## Excerpt provided

The role of biology and life stress
Too many men overlook how much biology shapes desire:
- Hormonal cycles influence libido across the month. At some points she may want more closeness; at others, less.
- Peri-menopause and menopause bring hot flashes, hormonal shifts, dryness, and sometimes pain. If partners don’t adapt, intimacy can become physically uncomfortable.
- Exhaustion plays a bigger role than most realise. Parenting, careers, elder care — life stress drains libido faster than lack of attraction ever could.
- Later life doesn’t erase sexuality; it transforms it. Women in midlife and beyond often report a shift from frequency to depth. Quality over quantity. Emotional richness over novelty.
If men misinterpret these changes as rejection, resentment builds. But if you respond with care, creativity, and patience, intimacy becomes more satisfying, not less.
Neurodiversity and intimacy
Now, the missing motivator: neurodiversity.
Women with ADHD, autism, or other neurodivergences often experience intimacy differently:
- Sensory profiles: Light touch can feel unbearable, while deep pressure is grounding. One woman’s pleasure is another’s overwhelm.
- Rejection sensitive dysphoria: Fear of being unwanted magnifies the risk of intimacy. A simple “not tonight” can land like abandonment.
- Masking: Years of performing “normal” can leak into sex. Intimacy becomes another role to play rather than a place to be authentic.
But here’s the other side: when a neurodivergent woman feels safe, seen, and respected, intimacy can be astonishingly creative, playful, and deep. Neurodiversity doesn’t flatten desire. It reshapes it into something richer.
Why this matters
Understanding these motivators changes the game.
- It reduces misinterpretations. Instead of assuming rejection, you start recognising stress, biology, or neurodivergence for what it is.
- It improves communication. Couples who talk openly about sex — motivations, needs, fears — have more satisfying intimacy.
- It strengthens long-term relationships. Early passion feels effortless. But when life stress, biology, or masking enter the picture, passion only survives if partners adapt.
- It builds empathy. When you understand that intimacy isn’t random, you stop blaming and start connecting.
Practical steps
- Ask, don’t guess. Instead of sulking, say: “I miss being close to you. Can we talk about what feels good right now?”
- Adapt with age. For midlife couples, invest in lubricants, patience, and emotional closeness. For younger couples, recognise the social pressures she may be navigating.
- Honour sensory needs. If she’s neurodivergent, ask what feels soothing or overwhelming. A weighted blanket might be sexier than lingerie.
- See intimacy as evolving. What worked at 25 won’t necessarily work at 45. The goal isn’t to cling to the past but to grow into new ways of connecting.
Leave a smudge
Here’s the truth I’ve come to: intimacy is never a puzzle you solve once. It shifts with biology, with stress, with age, with neurotype. You’ll never map it perfectly — and maybe that’s the point. A little mystery keeps desire alive.
So don’t assume. Don’t withdraw. Don’t give up. Keep asking, keep learning, keep leaning in. Because the question isn’t “Does she want me?” The better question is: “What does intimacy mean for her, right now, at this stage, in this body, in this life?”
And that, my friends, is where connection begins.
📚 References
Meston, C. M., & Buss, D. M. (2007). Why humans have sex. Archives of Sexual Behavior, 36(4), 477–507. https://doi.org/10.1007/s10508-007-9175-2
Pfaus, J. G. (2009). Pathways of sexual desire. The Journal of Sexual Medicine, 6(6), 1506–1533. https://doi.org/10.1111/j.1743-6109.2009.01309.x
DeLamater, J., & Sill, M. (2005). Sexual desire in later life. Journal of Sex Research, 42(2), 138–149. https://doi.org/10.1080/00224490509552267
Attwood, T., & Garnett, M. (2019). Sexuality and relationship issues for women on the autism spectrum. Jessica Kingsley Publishers.

## What you need to do
A. In the article on desire and intimacy, what shift do women in midlife and beyond often report?
B. Transcribe the article on desire and intimacy from "- Rejection sensitive" to "to be authentic.".

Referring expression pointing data
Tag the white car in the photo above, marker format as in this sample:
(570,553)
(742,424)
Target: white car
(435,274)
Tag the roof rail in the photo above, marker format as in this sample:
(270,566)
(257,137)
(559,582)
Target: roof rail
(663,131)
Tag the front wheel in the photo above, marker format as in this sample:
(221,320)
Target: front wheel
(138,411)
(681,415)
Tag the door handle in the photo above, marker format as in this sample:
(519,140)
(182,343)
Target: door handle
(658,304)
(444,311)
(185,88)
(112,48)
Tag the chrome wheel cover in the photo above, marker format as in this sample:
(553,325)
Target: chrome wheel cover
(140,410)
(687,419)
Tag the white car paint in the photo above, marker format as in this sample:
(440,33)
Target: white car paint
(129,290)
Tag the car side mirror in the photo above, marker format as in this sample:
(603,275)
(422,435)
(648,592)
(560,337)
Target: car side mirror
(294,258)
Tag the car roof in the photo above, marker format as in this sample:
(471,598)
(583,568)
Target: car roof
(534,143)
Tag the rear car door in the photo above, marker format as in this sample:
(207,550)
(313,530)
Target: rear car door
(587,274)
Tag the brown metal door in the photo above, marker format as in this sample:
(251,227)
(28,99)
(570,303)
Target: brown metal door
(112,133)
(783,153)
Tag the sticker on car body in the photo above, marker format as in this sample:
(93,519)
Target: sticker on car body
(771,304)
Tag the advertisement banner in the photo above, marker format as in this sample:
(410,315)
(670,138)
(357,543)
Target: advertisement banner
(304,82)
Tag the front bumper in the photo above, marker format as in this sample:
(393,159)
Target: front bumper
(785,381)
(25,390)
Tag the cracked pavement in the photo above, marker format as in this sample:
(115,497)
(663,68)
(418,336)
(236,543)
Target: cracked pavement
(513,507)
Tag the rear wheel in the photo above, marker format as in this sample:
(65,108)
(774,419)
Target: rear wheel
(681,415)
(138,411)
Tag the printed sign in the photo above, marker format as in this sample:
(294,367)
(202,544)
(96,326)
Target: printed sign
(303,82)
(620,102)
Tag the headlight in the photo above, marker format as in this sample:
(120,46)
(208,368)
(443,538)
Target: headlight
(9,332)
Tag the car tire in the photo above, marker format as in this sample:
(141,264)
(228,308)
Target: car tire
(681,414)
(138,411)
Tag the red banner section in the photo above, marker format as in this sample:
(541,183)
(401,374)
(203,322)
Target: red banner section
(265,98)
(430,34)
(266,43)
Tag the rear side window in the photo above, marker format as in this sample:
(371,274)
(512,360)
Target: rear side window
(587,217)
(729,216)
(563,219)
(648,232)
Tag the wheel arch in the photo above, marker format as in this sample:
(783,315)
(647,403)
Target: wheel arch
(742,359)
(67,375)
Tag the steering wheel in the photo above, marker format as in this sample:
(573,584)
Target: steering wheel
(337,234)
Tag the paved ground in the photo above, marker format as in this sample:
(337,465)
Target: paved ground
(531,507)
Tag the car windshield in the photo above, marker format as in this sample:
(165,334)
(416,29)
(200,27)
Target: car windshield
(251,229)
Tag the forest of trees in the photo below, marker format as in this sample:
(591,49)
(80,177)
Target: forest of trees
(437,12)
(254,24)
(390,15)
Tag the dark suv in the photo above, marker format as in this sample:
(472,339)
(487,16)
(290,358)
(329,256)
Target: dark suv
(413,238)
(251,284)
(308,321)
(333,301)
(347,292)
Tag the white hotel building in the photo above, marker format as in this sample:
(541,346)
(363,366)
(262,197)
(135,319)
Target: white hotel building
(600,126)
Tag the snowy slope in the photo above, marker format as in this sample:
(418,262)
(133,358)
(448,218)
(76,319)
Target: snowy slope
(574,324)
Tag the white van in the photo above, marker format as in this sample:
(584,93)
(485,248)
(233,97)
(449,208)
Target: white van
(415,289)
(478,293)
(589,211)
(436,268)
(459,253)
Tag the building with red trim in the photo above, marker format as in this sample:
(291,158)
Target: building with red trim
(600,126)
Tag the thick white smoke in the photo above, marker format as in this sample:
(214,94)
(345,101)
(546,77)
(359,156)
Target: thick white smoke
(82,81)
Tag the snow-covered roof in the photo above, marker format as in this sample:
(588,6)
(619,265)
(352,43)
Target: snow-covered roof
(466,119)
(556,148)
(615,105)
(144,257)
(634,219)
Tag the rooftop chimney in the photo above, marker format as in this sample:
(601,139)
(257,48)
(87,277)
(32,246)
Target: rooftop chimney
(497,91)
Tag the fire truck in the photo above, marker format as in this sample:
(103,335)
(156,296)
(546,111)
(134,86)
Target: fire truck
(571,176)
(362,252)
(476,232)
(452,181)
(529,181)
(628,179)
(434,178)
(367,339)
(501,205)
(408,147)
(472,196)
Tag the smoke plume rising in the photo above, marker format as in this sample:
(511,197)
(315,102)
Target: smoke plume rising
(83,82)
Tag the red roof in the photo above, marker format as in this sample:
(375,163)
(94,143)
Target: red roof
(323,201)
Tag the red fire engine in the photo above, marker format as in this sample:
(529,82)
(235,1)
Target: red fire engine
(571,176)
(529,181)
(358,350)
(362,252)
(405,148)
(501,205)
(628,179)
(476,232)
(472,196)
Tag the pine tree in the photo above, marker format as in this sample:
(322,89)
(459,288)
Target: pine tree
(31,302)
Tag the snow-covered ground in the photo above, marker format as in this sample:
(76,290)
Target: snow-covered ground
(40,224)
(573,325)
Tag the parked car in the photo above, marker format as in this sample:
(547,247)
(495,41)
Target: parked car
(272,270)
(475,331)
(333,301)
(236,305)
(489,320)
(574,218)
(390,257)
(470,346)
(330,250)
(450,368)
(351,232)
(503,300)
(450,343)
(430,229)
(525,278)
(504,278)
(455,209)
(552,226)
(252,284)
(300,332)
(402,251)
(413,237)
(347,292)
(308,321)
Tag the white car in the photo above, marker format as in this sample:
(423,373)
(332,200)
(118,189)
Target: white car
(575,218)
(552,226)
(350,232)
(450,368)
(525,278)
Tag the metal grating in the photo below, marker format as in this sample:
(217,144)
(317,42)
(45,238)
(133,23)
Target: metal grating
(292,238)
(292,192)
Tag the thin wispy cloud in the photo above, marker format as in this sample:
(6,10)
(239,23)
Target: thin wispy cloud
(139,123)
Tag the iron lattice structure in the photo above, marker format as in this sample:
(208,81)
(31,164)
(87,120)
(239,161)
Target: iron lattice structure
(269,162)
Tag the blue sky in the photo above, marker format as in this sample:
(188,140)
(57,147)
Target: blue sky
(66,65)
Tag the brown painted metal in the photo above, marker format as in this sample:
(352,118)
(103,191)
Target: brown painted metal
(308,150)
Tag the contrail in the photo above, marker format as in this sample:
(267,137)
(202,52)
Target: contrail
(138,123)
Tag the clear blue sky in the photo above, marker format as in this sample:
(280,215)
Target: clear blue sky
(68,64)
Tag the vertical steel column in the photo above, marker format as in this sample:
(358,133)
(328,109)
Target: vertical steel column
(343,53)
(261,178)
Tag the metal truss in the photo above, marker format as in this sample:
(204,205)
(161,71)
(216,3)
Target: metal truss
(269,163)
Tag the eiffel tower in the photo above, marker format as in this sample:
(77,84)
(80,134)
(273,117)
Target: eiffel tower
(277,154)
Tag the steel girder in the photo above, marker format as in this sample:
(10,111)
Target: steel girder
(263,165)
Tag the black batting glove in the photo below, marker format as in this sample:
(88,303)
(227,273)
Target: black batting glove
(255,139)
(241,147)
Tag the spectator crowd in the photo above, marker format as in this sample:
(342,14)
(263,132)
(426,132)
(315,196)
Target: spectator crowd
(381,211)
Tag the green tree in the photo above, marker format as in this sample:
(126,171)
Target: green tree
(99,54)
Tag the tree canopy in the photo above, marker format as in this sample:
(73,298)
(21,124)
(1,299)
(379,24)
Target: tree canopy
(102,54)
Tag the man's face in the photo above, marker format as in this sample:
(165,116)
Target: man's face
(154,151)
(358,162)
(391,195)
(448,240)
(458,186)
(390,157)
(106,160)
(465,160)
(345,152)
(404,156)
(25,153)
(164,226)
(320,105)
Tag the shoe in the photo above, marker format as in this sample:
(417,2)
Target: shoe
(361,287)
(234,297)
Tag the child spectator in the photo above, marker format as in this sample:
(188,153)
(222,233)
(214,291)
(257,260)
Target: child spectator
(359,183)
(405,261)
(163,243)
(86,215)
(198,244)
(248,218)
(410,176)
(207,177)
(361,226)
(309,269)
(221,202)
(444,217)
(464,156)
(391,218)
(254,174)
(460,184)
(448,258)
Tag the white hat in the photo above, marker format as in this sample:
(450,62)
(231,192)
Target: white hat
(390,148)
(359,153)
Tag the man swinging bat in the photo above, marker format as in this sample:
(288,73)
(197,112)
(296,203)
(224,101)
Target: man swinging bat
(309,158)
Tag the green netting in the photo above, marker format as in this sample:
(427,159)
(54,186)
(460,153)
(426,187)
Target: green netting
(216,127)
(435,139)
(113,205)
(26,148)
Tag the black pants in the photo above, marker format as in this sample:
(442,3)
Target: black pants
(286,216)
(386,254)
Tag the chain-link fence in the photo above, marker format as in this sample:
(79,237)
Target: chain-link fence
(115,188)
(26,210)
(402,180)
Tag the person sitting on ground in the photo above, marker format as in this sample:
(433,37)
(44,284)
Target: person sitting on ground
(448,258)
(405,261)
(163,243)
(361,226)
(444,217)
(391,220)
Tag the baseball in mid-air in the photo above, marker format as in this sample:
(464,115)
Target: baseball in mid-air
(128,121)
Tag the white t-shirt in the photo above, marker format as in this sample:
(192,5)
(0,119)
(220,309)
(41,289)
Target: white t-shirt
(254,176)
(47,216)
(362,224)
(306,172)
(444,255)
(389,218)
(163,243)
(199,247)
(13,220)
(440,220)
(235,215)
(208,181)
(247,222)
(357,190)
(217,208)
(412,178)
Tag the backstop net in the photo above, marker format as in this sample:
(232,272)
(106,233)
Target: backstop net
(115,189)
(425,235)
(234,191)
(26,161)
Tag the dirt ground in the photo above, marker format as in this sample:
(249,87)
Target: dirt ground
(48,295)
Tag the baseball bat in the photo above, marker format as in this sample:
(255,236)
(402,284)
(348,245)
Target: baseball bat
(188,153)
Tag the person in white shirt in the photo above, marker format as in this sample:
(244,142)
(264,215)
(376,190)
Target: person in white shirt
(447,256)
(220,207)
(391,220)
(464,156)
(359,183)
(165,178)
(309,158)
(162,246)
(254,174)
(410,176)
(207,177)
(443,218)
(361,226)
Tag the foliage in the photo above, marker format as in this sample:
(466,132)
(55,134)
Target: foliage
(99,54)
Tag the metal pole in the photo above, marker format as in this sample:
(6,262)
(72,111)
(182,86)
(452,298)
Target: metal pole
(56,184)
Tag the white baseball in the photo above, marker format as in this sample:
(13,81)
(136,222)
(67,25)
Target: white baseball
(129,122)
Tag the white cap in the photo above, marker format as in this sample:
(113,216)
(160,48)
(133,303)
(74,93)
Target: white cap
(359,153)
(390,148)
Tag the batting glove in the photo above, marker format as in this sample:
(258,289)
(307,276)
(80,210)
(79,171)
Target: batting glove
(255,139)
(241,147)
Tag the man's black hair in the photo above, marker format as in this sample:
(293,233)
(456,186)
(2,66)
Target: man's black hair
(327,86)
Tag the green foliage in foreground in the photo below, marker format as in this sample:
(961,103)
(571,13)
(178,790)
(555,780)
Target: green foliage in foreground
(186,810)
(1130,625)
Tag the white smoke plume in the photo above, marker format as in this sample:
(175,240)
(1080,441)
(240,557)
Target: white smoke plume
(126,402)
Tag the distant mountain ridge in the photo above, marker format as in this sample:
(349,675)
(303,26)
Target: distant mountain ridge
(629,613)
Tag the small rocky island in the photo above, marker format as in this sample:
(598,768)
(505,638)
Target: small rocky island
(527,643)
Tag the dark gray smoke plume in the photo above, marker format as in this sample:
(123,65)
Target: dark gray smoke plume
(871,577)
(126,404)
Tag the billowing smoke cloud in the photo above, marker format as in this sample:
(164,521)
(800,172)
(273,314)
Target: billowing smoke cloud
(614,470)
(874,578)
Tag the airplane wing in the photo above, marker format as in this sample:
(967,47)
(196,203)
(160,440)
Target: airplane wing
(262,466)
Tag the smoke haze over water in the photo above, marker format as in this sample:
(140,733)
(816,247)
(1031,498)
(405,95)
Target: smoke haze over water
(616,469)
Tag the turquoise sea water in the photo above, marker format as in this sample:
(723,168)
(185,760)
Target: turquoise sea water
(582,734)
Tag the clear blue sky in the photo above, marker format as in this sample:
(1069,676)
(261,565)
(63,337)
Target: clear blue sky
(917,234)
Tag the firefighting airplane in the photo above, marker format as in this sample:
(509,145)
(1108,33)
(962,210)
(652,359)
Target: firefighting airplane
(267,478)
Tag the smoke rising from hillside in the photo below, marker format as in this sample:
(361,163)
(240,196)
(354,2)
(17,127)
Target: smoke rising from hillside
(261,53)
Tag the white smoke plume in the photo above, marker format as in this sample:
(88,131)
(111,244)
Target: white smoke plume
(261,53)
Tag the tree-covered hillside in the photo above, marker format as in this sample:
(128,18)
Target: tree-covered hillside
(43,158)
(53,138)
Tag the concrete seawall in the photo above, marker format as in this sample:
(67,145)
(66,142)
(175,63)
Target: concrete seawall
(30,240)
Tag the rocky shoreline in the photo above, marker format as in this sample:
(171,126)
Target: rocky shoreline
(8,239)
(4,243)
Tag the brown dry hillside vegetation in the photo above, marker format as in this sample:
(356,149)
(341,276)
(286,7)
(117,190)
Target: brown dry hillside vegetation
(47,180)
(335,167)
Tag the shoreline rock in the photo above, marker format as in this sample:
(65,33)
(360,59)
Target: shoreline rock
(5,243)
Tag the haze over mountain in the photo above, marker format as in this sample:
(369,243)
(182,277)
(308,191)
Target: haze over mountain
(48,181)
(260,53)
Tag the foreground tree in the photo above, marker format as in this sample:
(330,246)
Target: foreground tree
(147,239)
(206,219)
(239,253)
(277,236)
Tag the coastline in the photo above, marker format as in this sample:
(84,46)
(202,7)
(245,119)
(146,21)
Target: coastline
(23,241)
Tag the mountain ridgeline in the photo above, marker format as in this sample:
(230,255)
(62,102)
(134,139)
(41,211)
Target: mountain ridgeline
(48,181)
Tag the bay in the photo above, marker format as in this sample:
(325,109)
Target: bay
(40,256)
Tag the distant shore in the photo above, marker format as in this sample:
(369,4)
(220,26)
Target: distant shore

## Outputs for the tasks
A. A shift from frequency to depth.

B.
- Rejection sensitive dysphoria: Fear of being unwanted magnifies the risk of intimacy. A simple “not tonight” can land like abandonment.
- Masking: Years of performing “normal” can leak into sex. Intimacy becomes another role to play rather than a place to be authentic.